## STATED GOAL A
Reproduce everything from "Books Features Corey" down to "the modern age." in the piece on The Oath and The Office.

## TEXT SHOWN
--------------------------------------------------

Corey Brettschneider’s Book Shows What Life Is Like When a President Actually Respects the Constitution

Books Features Corey Brettschneider
Corey Brettschneider’s Book Shows What Life Is Like When a President Actually Respects the Constitution

At the end of The Oath and The Office, Brown University professor Corey Brettschneider’s book that breaks down the interplay between the office of the president and the Constitution, is a one-word summary of the whole thing: respect. This word encapsulates entire careers and branches of the legal profession, renders redundant centuries of political treatises and re-frames the founding documents of this country in an inclusive light suitable for the modern age.

oath and office cover.jpgRespect for the Constitution, and more importantly, it’s role as a living document; respect for the grave duty of any sitting president to advance and protect said Constitution; respect for the people whose rights are guaranteed, punishments promised (if rarely delivered); and respect among the polity for the promise of equal protection under the Constitution, regardless of race, ethnicity, sexual orientation, gender identity, any single point in the vast and dynamic constellation which comprises the ways in which we map and navigate ourselves. If we can live this secular Golden Rule, something approaching the mechanism the Founders envisioned—except not just for landed white men—could finally be brought forth.

--------------------------------------------------

## ENTRIES
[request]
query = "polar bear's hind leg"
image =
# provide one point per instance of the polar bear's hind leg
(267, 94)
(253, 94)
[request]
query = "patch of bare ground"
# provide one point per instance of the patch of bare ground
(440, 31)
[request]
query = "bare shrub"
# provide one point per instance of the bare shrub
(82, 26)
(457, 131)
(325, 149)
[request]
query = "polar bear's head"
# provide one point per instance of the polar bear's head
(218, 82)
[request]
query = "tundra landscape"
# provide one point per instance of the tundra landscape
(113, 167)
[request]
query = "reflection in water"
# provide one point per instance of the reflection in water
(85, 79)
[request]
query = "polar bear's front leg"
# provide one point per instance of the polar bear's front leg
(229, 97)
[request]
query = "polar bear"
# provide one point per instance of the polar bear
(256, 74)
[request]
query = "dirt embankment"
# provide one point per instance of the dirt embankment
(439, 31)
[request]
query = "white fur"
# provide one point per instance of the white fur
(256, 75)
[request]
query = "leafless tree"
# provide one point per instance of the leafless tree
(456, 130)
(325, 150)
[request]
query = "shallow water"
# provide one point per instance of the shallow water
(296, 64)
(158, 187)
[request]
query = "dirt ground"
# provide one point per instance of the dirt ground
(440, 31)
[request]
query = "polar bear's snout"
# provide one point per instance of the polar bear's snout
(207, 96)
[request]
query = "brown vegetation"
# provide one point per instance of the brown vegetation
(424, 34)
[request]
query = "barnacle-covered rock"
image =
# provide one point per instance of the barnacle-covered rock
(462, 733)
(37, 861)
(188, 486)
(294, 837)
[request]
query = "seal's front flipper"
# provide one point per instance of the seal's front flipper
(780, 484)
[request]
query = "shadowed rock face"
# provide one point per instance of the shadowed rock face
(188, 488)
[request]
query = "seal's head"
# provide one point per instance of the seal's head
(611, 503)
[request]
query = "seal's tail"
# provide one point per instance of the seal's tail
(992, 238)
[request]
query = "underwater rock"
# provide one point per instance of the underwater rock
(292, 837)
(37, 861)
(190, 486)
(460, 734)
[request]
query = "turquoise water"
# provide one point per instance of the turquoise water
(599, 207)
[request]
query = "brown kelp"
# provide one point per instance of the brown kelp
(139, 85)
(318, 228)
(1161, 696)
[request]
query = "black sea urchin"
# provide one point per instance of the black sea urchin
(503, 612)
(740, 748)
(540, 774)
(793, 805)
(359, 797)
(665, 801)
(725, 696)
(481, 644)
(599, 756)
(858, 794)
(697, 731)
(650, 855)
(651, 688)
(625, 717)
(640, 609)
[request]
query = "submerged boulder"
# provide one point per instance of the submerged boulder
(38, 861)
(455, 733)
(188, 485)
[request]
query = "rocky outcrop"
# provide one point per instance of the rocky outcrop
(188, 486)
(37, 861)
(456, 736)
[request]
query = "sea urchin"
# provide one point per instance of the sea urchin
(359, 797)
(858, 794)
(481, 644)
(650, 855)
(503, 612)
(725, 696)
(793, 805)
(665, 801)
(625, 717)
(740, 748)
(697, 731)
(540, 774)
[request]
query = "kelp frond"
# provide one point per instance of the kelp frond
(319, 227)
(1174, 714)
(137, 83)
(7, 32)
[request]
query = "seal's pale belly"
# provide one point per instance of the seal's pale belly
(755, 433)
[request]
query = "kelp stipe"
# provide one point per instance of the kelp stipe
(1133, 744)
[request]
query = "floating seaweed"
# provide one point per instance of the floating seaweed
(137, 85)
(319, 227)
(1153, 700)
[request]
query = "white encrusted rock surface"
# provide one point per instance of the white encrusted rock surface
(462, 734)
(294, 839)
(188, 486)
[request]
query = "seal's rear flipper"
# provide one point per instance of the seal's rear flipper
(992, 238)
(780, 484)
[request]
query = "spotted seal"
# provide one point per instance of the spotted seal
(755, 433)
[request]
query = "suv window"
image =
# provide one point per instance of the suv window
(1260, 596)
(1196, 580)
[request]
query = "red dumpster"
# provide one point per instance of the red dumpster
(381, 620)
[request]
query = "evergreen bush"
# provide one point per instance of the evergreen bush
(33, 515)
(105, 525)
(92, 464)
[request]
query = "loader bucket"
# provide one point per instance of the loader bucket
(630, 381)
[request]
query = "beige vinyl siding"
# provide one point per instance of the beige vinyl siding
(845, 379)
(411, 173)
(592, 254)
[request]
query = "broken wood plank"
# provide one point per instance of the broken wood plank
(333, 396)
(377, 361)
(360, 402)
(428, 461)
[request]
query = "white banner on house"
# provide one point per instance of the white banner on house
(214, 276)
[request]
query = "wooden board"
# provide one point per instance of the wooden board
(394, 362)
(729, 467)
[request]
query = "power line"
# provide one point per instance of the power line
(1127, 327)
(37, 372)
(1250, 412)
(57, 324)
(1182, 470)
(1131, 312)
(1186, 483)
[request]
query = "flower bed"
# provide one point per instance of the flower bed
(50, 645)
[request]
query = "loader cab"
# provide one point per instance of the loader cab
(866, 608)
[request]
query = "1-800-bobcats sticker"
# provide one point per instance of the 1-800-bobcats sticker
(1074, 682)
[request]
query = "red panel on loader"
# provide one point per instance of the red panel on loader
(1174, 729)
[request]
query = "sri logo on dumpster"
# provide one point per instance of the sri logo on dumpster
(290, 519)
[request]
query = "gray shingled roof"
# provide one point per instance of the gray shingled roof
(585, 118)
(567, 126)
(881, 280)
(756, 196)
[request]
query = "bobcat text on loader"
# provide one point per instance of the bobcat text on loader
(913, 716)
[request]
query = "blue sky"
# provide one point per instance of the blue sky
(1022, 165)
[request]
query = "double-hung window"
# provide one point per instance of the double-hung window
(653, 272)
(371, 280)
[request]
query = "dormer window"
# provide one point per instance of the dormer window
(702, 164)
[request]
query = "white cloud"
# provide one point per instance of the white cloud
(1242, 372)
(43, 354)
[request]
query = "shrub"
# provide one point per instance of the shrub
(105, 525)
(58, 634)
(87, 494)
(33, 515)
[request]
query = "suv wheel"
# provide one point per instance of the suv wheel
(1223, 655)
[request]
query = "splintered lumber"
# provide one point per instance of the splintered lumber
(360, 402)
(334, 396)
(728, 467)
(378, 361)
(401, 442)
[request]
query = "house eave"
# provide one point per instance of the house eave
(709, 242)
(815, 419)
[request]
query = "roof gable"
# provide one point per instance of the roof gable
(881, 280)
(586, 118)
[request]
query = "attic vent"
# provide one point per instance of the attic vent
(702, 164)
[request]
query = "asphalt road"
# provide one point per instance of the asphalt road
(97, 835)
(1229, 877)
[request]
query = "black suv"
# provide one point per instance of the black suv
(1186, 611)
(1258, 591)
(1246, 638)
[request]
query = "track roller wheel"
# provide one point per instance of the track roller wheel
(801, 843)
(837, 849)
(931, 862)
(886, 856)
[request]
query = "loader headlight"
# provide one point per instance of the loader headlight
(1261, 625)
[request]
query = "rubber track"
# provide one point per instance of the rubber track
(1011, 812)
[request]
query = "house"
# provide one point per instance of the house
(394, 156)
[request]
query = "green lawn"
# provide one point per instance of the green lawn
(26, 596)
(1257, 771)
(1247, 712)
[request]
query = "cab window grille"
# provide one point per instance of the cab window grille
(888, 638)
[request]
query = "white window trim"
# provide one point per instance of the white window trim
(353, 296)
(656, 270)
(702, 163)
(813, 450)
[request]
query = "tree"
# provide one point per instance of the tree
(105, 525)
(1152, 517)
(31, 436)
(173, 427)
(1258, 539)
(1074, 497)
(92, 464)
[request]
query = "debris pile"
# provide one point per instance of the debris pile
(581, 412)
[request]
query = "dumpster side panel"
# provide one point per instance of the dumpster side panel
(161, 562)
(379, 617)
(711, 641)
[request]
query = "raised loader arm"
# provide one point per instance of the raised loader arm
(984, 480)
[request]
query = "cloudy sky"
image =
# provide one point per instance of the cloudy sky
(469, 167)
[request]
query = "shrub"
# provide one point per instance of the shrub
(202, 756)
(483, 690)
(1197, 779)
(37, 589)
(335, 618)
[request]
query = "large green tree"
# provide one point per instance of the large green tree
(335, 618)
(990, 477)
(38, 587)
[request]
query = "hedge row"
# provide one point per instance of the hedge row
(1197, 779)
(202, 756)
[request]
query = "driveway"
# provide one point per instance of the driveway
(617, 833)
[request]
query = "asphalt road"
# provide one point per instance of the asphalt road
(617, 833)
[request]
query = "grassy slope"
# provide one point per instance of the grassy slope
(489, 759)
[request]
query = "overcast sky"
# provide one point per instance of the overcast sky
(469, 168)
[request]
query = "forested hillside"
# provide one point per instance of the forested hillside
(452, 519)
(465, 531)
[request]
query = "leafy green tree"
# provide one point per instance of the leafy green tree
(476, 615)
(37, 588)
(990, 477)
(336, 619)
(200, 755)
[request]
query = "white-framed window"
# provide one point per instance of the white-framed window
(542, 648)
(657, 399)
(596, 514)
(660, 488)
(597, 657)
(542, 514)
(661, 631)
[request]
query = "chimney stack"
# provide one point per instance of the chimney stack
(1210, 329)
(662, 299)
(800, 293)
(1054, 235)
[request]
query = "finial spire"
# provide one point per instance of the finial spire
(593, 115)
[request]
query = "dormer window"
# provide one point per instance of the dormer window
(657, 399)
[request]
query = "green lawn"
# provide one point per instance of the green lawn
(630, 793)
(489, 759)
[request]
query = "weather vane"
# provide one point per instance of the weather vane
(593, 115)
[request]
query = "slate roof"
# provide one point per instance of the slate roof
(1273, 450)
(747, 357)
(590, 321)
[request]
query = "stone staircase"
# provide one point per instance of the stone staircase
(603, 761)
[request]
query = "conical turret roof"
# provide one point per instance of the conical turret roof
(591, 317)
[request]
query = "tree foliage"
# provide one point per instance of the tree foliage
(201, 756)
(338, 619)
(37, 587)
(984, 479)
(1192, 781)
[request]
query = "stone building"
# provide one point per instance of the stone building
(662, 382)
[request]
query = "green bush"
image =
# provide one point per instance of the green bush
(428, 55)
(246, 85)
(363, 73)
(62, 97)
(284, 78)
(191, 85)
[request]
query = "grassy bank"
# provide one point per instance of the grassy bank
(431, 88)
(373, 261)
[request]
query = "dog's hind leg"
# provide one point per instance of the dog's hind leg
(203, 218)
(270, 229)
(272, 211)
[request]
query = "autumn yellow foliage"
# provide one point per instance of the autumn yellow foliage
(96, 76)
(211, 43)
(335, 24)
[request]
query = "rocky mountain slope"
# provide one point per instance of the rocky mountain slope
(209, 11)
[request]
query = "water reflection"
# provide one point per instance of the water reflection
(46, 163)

--------------------------------------------------

## STATED GOAL B
State how many lines of the entries contain the word "large". Give only the number.

## CORRECT ANSWER A
Books Features Corey Brettschneider
Corey Brettschneider’s Book Shows What Life Is Like When a President Actually Respects the Constitution

At the end of The Oath and The Office, Brown University professor Corey Brettschneider’s book that breaks down the interplay between the office of the president and the Constitution, is a one-word summary of the whole thing: respect. This word encapsulates entire careers and branches of the legal profession, renders redundant centuries of political treatises and re-frames the founding documents of this country in an inclusive light suitable for the modern age.

## CORRECT ANSWER B
2